EXERCISE GOAL: Render the items starting at the line containing "compact like (222,529)." and ending with the last item as a two-column CSV with the headers "prompt" and "points", one row per item. Put each item's text and its answer in a single quoted field each, replacing line breaks with spaces.

MATERIAL FOR THIS EXERCISE:
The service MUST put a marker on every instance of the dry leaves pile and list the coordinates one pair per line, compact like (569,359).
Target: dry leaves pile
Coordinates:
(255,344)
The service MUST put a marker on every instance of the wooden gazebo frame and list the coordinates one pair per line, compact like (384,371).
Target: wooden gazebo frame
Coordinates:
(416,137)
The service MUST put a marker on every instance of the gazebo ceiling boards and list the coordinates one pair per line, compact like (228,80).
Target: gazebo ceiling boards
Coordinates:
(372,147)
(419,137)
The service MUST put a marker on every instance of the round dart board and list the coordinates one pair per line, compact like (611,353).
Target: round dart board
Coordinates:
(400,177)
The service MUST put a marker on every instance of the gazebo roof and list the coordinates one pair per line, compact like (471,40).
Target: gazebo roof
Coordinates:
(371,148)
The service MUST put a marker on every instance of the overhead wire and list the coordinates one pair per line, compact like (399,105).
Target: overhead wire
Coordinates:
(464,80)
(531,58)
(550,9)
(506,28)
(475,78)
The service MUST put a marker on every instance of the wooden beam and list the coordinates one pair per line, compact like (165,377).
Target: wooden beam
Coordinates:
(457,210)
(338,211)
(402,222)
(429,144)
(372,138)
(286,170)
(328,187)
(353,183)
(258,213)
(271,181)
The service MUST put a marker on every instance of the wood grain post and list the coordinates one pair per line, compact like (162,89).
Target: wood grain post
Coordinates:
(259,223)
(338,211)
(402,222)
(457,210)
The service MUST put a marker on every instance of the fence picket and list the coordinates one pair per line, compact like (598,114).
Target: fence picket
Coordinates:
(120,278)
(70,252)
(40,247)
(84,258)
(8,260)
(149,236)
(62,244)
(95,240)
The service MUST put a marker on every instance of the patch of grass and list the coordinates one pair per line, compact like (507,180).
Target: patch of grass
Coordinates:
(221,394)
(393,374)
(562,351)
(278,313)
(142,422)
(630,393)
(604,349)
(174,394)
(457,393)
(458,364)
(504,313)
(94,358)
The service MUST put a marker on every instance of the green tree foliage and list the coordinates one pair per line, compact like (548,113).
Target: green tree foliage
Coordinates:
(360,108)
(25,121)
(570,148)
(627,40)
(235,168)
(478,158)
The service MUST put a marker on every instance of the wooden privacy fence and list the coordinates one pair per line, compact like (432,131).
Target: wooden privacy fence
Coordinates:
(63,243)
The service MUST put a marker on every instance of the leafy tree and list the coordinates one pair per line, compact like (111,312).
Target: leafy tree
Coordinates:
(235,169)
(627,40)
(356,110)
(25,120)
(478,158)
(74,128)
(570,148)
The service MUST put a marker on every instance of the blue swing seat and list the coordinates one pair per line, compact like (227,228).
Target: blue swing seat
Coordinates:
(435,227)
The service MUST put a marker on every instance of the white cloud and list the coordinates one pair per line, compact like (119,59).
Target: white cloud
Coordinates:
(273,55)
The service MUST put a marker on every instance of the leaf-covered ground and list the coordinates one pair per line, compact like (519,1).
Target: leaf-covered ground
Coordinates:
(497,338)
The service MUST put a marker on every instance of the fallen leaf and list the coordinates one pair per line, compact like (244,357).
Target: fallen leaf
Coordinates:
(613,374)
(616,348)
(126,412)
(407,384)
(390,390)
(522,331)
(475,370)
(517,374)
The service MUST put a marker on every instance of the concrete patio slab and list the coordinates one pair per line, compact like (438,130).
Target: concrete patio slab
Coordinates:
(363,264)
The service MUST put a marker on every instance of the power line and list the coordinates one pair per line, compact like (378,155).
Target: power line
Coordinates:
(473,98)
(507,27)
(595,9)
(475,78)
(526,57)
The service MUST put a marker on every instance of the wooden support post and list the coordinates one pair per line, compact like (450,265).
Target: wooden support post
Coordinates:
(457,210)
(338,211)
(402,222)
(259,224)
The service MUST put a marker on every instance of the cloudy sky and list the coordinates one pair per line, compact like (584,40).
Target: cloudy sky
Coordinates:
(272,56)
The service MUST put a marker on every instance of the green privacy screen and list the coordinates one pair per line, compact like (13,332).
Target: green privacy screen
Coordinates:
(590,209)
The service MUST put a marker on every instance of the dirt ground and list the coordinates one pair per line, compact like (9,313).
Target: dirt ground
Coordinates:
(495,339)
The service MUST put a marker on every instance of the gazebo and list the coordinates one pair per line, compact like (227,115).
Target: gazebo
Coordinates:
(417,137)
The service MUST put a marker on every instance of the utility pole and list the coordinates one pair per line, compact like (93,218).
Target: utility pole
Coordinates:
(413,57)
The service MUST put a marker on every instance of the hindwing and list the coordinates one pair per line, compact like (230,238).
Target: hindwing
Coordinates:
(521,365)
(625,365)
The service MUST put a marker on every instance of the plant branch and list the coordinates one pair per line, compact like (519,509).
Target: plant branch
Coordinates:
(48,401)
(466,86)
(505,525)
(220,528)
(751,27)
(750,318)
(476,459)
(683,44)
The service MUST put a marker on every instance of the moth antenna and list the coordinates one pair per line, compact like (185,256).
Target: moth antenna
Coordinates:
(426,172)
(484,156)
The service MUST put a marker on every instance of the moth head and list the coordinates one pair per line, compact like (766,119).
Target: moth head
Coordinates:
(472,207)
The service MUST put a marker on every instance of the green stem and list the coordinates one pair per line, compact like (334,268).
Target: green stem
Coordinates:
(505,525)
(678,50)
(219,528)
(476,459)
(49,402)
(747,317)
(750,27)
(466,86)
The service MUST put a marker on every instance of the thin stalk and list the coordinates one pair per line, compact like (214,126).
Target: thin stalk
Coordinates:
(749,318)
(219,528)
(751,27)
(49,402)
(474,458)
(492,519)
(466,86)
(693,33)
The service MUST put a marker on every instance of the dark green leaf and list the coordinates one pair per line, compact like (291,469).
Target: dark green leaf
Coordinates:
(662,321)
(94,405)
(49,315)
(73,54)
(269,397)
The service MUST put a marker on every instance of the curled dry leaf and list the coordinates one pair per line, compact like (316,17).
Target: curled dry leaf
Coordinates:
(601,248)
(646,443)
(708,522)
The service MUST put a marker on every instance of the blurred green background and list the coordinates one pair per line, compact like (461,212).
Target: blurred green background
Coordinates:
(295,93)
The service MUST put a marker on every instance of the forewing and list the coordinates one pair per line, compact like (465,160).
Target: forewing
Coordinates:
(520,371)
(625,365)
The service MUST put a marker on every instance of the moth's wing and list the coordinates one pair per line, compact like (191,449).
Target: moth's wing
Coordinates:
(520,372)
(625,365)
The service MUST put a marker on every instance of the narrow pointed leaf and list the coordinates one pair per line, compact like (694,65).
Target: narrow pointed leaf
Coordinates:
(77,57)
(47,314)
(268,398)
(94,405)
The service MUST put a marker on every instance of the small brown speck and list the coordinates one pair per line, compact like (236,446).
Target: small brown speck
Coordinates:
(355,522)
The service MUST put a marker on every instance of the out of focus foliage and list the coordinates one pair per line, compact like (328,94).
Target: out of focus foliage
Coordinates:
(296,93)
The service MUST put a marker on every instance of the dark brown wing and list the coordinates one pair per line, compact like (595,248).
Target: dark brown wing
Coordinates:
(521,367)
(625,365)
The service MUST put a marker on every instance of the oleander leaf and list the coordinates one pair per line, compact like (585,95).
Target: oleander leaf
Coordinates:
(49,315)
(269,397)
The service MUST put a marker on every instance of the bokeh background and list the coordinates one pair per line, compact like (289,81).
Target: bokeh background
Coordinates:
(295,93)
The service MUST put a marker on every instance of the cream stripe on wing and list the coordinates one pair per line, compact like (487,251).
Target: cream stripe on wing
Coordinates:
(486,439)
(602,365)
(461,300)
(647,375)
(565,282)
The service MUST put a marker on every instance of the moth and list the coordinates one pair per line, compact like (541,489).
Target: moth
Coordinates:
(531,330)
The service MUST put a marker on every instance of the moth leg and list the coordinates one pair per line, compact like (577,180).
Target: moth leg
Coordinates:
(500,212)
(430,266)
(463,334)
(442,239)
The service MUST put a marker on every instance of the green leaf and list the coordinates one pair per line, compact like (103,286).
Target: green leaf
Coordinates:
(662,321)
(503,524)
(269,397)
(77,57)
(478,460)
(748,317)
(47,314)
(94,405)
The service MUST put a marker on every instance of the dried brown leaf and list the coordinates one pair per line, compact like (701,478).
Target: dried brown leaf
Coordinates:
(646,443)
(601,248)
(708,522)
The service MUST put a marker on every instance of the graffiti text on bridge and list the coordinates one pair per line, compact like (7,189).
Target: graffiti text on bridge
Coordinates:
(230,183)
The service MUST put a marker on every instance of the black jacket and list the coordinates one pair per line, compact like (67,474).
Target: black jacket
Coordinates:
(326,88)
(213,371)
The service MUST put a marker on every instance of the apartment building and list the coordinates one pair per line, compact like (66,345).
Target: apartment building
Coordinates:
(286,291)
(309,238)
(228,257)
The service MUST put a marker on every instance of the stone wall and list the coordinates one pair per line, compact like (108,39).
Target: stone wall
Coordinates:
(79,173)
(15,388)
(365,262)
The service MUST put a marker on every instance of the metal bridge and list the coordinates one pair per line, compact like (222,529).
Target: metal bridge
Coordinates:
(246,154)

THE RESULT:
prompt,points
"The service MUST put a marker on every instance of the metal bridge and list the coordinates one pair per line, compact like (222,529). Target: metal bridge Coordinates:","(246,154)"